SET TASK:
Lines before the one containing "If you could pick out the yellow" are left out; copy that line and every later line through the end of the data exactly.

_ _ _

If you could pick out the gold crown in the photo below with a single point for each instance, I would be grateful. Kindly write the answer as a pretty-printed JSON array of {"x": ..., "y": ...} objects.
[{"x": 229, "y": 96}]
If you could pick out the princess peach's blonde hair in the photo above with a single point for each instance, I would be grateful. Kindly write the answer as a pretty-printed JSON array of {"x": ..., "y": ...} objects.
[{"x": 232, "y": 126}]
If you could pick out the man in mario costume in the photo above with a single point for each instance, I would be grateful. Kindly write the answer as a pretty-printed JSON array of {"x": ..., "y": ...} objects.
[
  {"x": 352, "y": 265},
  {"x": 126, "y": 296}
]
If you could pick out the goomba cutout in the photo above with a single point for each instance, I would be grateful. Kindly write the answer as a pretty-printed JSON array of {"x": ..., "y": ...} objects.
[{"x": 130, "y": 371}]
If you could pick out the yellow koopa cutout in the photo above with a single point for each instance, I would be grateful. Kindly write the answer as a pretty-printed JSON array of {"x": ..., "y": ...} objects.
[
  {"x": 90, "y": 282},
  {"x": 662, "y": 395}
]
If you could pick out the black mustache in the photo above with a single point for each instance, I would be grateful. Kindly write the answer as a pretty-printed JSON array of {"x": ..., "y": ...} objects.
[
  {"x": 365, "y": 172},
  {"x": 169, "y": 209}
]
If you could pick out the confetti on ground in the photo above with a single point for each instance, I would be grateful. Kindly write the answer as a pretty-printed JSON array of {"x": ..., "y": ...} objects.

_ _ _

EXERCISE OUTPUT:
If you could pick out the yellow koopa cutout in the photo above with a single point for each instance, I would be grateful. Kindly write the answer as a pretty-printed JSON array of {"x": ..., "y": ...} objects.
[
  {"x": 90, "y": 282},
  {"x": 662, "y": 395}
]
If you could pick out the black mustache in the photo above with a single point for each instance, I would be grateful. Kindly write the answer as a pretty-printed JSON array of {"x": ..., "y": ...} objects.
[
  {"x": 365, "y": 172},
  {"x": 169, "y": 209}
]
If you could pick out the confetti on ground in the photo above with a single point for each instance, I would be grateful. Kindly write the answer as a pretty-printed JSON array of {"x": ..., "y": ...} objects.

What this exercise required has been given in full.